SHORT PROBLEM 1:
List every line in the rows below that contains the string "tree".

Here the camera is at ground level at the left, and there are two points at an equal height, h, separated by s, with the camera being a distance D from the nearest one, and everything is in a line (let's ignore the problem that the nearest object is going to obscure the more distant one: in real life things will not be in a line like this and the maths will be harder).

You know h and s as you know what is where in the city, and you want to work out D from looking at the photograph: can you? Yes, here's how.

Let's imagine that the photograph made by the camera is projected onto a screen a distance d in front of the camera, in such a way that the images of the two points line up with their real positions as seen from the camera. By simple geometry the heights on the image of the images of the two points are

  • h1 = hd/D (nearest one)
  • h2 = hd/(D + s) (further one)

So now, the things we know are s, h, (from the geometry of the city), h1 and h2 (from measuring the photograph), and we don't know d (and don't care in fact), and we don't know D but do care.

SHORT PROBLEM 2:
Answer these questions about the camera geometry text.
(a) What letter stands for the separation between the two points?
(b) At what distance in front of the camera is the photograph imagined to be projected onto a screen?
(c) Which unknown quantity does the text say we do care about?

DATA SHOWN:

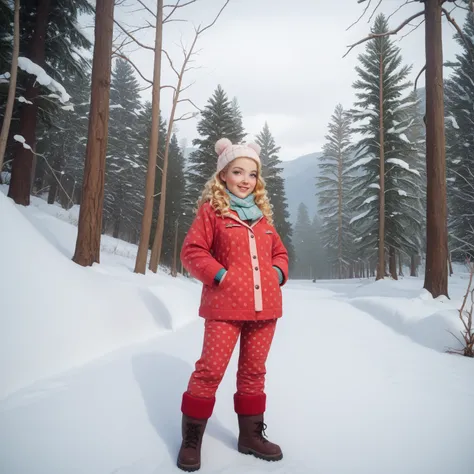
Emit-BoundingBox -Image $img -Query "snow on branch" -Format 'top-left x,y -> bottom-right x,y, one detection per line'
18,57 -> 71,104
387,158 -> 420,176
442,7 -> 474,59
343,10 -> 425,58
--
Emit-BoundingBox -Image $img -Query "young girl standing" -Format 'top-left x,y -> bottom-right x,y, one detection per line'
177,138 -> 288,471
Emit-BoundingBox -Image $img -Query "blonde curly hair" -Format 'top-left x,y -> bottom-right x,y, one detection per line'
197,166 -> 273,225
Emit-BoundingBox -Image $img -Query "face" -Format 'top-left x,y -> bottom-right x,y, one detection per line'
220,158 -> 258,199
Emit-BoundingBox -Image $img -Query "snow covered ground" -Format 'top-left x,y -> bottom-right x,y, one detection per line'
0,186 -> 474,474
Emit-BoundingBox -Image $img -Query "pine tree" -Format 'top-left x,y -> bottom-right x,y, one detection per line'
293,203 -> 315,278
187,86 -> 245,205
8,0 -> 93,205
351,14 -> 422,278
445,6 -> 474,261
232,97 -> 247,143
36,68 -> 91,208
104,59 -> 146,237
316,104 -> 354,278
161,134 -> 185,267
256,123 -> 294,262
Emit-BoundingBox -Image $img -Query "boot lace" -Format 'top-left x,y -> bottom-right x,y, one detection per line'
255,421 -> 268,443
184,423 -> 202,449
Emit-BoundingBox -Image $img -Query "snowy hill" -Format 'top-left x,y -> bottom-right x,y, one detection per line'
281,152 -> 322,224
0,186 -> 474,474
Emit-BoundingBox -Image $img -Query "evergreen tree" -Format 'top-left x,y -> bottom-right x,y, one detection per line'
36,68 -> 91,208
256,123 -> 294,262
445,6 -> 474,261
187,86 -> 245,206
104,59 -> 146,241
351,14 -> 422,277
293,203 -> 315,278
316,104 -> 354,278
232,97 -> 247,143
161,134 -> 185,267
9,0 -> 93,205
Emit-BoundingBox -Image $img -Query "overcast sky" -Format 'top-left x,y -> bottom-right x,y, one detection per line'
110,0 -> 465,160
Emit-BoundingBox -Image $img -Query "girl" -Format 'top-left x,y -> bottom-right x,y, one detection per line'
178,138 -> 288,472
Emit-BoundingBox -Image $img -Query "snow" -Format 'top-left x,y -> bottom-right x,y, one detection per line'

WRITTEN ANSWER 1:
Emit-BoundingBox -Image $img -Query "pine tree" -Format 'top-left x,y -> bottom-right x,y, one detection per line'
Emit-BoundingBox -Image $img -Query "evergreen tree" -Format 'top-left x,y -> bottom-right x,y, one detection per line'

WRITTEN ANSWER 2:
(a) s
(b) A distance d
(c) D